## 페이지 본문
* * * * * * * * *
[논문 리뷰]Explaining the black box model: A survey of local interpretation methods for deep neural networks

흔한 직딩이의 벨로그·2023년 11월 23일

XAI

Paper Review

목록 보기

1/4

논문 링크(출판정보)
https://www.sciencedirect.com/science/article/abs/pii/S0925231220312716
저널 Neurocomputing 419 (2021)

Summary

Global interpretation : 모델의 로직에 관련된 이해를 바탕으로, 모델이 예측하는 모든 결과를 설명하는 모델
- 모델의 구조로부터 모든 예측 결과에 대한 설명이 가능해야함(Decision Tree) -> 모델 자체적으로 이미 해석력을 확보
Local interpretation : 특정한 의사 결정 또는 하나의 예측 결과만 설명
- 설명할 범위가 global에 비해 적어 cost가 작음

Local interpretation 분류
- Data-driven : 모델 자체는 black-box. input data를 조정하여 output 변화에 대해 해석
  - Perturbation-based method : input image에 masking -> 모델에 넣어 prediction(ZFnet, LIME, SHAP, Cxplain 등)
  - Adversarial-based method : 중요하다 생각되는 픽셀을 다른 adversarial image와 합성 -> 모델에 넣어 prediction(Anchor 등)
  - Concept-based method : 모든 object는 (사람이 정한)고유한 concept을 가지고 있다. (ex. 호랑이 -> 호랑이의 줄무늬) (TCAV, Network Dissection)
- Model-driven : 모델의 구성요소를 직접 보고 분석
  - Gradient-based method : 내부 구성요소(ex. 뉴런 및 가중치) 분석(scoring function, guided backpropagation 등)
  - Correlation-score : Input pixel의 상관관계 점수를 구함(LRP, DeepLIFT)
* * * * * * * * *
## 수행할 작업
1. 논문 리뷰에 따르면 local interpretation은 global interpretation보다 cost가 작습니다. 그 이유를 설명하세요.
2. 논문 리뷰의 마지막 줄 뒤에 올 내용을 이어서 써 주세요.
이 데이터는 논문 리뷰와 관련이 없습니다.

## 저장된 데이터
* * * * * * * * *
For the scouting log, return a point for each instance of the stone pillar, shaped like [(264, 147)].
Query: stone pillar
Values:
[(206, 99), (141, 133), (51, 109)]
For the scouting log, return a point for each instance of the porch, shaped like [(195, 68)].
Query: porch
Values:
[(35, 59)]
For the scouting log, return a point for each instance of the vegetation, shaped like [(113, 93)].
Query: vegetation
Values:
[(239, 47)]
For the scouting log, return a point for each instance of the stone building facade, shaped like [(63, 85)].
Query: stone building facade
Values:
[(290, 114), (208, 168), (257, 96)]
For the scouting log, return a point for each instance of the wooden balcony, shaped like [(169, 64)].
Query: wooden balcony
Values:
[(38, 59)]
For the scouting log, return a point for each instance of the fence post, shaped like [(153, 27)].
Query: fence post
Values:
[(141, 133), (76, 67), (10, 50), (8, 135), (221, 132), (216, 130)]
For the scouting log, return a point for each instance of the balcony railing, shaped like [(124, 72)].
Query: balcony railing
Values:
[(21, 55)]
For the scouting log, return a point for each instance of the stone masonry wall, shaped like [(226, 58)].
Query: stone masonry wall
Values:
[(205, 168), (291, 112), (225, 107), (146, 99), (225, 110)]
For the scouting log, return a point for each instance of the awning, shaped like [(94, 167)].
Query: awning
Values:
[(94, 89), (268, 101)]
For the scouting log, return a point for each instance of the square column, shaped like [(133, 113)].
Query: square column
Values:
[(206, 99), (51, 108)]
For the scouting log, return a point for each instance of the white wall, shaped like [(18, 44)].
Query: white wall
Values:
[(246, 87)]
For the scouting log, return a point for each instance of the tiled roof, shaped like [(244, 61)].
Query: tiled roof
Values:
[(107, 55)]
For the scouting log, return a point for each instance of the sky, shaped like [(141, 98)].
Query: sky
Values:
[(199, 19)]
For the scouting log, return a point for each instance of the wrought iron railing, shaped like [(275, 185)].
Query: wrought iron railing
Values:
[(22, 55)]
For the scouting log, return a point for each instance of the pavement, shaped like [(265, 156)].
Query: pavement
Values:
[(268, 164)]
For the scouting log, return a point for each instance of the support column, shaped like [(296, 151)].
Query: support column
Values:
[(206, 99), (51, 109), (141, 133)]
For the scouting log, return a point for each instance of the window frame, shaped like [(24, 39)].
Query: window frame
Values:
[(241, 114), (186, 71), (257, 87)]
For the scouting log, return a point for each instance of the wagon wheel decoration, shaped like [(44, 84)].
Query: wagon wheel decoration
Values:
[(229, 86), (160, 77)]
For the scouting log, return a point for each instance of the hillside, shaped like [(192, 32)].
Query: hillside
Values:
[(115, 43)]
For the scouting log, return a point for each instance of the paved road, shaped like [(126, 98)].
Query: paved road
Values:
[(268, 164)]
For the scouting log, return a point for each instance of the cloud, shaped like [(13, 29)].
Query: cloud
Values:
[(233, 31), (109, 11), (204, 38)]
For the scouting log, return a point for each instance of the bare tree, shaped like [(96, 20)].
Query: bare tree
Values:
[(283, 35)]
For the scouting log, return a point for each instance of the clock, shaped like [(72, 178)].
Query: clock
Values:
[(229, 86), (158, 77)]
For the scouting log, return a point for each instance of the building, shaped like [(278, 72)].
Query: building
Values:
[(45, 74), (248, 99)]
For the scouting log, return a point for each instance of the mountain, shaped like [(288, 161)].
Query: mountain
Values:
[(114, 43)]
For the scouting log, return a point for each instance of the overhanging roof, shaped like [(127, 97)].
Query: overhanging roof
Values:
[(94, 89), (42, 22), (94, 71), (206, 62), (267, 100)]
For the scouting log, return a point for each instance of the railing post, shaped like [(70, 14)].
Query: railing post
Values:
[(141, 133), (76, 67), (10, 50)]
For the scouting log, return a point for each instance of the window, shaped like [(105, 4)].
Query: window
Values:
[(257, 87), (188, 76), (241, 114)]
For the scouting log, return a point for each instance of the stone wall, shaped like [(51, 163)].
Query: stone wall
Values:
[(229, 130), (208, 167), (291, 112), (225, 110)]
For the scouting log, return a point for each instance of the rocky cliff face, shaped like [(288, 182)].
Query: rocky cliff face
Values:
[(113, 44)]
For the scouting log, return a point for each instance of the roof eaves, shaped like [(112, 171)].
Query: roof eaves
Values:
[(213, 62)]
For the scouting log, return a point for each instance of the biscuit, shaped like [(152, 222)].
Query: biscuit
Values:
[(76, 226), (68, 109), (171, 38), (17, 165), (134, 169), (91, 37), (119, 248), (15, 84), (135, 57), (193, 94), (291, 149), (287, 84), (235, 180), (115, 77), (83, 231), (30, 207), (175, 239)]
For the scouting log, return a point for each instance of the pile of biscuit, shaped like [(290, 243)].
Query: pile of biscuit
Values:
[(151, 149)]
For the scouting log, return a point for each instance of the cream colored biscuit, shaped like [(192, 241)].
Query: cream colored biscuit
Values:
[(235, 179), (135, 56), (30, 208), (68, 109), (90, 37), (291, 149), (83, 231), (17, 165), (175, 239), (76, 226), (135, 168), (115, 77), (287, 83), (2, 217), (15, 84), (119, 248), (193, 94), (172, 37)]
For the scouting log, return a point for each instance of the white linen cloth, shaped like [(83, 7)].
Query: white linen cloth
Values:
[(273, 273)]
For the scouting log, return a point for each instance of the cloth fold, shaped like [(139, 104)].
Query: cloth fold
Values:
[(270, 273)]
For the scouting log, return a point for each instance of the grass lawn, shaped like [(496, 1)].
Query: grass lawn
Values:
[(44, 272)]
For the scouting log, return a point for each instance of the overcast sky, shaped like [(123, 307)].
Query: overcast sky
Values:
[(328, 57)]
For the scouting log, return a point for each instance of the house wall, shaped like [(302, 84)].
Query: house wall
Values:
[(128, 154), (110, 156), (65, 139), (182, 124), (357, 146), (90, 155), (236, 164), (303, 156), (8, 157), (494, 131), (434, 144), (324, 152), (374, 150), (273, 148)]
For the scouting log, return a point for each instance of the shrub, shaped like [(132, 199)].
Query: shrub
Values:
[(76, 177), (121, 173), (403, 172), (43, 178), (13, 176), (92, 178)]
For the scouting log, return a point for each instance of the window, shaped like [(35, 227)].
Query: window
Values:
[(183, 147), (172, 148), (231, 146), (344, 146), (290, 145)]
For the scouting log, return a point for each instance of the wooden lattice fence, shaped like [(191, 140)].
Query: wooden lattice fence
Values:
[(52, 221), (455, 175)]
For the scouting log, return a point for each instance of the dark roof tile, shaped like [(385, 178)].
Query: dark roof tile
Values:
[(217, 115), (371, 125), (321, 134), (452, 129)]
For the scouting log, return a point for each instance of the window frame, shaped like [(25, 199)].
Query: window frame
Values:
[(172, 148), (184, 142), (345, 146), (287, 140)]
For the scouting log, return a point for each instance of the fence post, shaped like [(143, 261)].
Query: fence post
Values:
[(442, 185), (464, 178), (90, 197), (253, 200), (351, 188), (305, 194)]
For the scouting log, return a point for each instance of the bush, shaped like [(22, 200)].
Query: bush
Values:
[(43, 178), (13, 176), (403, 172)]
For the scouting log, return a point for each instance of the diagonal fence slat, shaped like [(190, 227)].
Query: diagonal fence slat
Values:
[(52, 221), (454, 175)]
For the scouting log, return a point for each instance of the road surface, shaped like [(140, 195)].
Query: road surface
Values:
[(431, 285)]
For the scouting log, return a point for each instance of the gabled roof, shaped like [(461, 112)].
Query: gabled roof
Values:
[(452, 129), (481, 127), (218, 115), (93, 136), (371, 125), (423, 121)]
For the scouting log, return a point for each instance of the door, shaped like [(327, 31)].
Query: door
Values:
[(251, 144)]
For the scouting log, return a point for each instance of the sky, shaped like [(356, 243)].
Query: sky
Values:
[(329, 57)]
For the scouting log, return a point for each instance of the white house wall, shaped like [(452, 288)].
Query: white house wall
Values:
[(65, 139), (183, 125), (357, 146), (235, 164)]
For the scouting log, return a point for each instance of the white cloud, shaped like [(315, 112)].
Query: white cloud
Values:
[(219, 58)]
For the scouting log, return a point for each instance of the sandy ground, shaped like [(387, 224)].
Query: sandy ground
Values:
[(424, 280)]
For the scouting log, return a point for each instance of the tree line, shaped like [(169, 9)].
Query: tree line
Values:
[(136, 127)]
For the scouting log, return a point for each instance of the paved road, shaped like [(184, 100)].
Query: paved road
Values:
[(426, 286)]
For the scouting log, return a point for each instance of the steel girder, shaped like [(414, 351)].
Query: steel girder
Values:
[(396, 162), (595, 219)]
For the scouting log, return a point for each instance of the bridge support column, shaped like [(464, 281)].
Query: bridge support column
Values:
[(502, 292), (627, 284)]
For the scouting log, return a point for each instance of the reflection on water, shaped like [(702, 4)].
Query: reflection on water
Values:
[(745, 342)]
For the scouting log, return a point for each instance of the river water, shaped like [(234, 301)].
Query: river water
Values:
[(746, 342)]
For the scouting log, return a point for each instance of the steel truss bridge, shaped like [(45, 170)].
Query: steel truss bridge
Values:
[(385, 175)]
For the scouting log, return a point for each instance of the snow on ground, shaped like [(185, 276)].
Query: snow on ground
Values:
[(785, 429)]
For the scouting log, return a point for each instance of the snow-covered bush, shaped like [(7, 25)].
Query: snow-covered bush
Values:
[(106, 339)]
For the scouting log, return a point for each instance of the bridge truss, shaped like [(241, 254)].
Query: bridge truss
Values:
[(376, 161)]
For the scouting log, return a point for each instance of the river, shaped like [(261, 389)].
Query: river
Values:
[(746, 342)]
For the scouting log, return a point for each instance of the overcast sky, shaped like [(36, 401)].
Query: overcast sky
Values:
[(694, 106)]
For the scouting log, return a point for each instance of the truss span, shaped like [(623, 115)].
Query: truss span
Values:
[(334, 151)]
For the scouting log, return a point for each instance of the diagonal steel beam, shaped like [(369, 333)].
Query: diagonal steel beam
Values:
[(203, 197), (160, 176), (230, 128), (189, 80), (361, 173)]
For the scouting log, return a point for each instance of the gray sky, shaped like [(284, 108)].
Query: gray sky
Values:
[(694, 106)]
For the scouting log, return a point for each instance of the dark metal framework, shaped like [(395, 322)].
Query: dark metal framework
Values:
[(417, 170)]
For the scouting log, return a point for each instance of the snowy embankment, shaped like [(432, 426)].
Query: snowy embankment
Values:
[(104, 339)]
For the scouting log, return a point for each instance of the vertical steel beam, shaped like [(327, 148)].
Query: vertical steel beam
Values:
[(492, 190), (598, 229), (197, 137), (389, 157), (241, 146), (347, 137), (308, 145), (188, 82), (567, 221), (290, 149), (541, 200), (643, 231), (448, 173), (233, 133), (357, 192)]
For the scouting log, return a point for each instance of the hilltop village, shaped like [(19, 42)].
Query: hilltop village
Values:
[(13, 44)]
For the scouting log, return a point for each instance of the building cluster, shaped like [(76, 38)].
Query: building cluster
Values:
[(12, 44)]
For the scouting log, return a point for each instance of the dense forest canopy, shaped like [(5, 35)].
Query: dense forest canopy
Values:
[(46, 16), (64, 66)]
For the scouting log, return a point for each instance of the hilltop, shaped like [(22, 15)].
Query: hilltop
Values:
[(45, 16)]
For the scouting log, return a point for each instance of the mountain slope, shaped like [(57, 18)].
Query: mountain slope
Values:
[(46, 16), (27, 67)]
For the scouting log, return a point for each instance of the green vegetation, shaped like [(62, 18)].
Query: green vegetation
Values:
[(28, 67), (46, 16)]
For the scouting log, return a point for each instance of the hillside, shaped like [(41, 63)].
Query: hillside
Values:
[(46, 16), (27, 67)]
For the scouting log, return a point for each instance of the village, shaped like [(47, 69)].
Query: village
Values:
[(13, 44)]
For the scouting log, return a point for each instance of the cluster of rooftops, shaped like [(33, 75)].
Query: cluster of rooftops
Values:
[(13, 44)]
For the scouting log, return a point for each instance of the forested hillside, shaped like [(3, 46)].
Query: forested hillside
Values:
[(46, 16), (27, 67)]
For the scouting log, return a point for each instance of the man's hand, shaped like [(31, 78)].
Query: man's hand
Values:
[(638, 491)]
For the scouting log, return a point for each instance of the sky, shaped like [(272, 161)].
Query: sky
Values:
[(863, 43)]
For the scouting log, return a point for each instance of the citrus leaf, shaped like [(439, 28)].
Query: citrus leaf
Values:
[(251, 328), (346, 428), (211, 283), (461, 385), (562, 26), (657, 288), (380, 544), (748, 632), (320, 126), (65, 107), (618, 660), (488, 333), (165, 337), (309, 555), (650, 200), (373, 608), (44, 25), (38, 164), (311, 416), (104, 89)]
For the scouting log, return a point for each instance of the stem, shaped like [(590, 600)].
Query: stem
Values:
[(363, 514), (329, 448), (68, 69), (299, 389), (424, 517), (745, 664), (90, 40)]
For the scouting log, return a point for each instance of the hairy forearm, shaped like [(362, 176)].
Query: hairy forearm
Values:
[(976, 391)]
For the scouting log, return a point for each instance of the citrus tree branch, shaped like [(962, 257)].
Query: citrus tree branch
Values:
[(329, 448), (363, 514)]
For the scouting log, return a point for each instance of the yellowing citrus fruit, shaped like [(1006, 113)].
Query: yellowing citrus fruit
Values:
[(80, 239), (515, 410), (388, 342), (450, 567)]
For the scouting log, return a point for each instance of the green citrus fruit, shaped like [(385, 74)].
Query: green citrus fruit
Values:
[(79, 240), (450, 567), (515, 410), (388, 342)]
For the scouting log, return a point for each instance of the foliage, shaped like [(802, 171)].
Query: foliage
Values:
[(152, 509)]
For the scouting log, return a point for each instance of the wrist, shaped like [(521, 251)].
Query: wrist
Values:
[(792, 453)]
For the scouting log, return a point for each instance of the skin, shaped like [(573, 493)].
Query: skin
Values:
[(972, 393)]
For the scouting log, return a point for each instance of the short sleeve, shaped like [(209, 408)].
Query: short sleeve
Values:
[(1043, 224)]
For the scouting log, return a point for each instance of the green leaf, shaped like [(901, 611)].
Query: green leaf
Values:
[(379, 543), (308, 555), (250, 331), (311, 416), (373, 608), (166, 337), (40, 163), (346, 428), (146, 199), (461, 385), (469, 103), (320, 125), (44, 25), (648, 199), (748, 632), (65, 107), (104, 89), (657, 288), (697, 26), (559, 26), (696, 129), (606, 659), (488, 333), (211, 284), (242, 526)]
* * * * * * * * *
## 작업 결과
1. Local interpretation은 특정한 의사 결정이나 하나의 예측 결과만 설명합니다. 따라서 모든 예측 결과를 설명해야 하는 global interpretation에 비해 설명할 범위가 적고, 그만큼 cost가 작습니다.

2.
  - Class activation map : CAM
결론
- Evaluation standard
- 대다수의 interpretation은 CNN구조에 집중되어 있음

발전 방향
- Fine-grained interpretation
- Model innovation
- Robustness
- Expansion of derivatives

Introduction

Global interpretation

모델의 로직 관련된 이해를 바탕으로, 모델이 예측하는 모든 결과를 설명
장점 : DNN model의 training process 분석가능
단점 : 많은 양의 연산으로 인해 특정 단순 model에 한정되어 분석

Local interpretation

특정한 의사 결정 또는 하나의 예측 결과만 설명
Data driven interpretation, Model driven interpretation 으로 분류

Data driven Interpretation

model의 working mechanism 이해X, Input data만 분석

A. Perturbation based Interpretation

original data를 masking
masking된 데이터를 모델에 집어넣어 prediction 뽑아내기

(1)ZFnet

Deconvolution visualization으로 알려져 있지만 perturbation based interpretation의 original idea.
모델 test과정에서 gray square로 테스트 이미지에 masking -> masking된 곳이 결과에 미치는 영향을 분석
단점 : lost information & 잘못된 interpretation, Alexnet에만 적용

(2)LIME

데이터 분류 모델을 local한 영역만 봐서 그 local한 영역을 통해 prediction의 이유에 대해 파악
image, text 등에 다양하게 적용 가능
과정
- input -> result y1, 왜 y1이 나왔을까?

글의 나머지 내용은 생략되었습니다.